--- Data to process ---

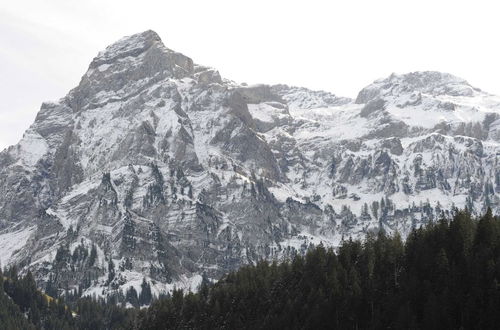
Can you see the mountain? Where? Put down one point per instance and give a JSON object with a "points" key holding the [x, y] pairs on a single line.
{"points": [[156, 167]]}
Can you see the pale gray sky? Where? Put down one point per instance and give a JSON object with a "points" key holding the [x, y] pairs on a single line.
{"points": [[339, 46]]}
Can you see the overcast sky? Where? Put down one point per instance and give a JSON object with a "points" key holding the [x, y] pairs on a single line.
{"points": [[338, 46]]}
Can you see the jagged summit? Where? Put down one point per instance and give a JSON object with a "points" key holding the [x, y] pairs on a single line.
{"points": [[166, 171], [128, 46]]}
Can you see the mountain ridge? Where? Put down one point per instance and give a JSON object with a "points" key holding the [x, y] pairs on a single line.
{"points": [[170, 171]]}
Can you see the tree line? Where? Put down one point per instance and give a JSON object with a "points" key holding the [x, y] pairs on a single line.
{"points": [[444, 276]]}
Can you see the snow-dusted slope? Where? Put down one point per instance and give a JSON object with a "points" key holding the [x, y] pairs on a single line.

---

Output every entry word for word, but omit the pictures.

Can you see the mountain? Where? Put down one point per instance and give a JSON object with a "points" key holding the [x, y] pairs on a single line.
{"points": [[156, 167]]}
Can you see the pale gray sky? Where? Put down one point per instance and give a JSON object with a "points" key holding the [x, y] pairs on a single line.
{"points": [[339, 46]]}
Can you see the overcast sky? Where? Put down one point per instance and give a JSON object with a "points" key holding the [x, y] pairs on a single line.
{"points": [[338, 46]]}
Can you see the jagged summit? Where? Put down one point per instance and give a JSON object with a "points" key holding the [x, y] pairs on a single line.
{"points": [[166, 171], [128, 46]]}
Can you see the mountain ridge? Where? Put down one point per instance and give a JSON object with a "points" key holding the [x, y] pairs on a single line.
{"points": [[170, 171]]}
Can you see the tree line? Where? Put down one point per instance and give a JSON object with a "points" key holding the [x, y] pairs on a single line.
{"points": [[444, 276]]}
Can you see the snow-dusted slope? Where? Put down one point per instance and give a JSON object with a "points" key holding the [x, y] pairs on a single line.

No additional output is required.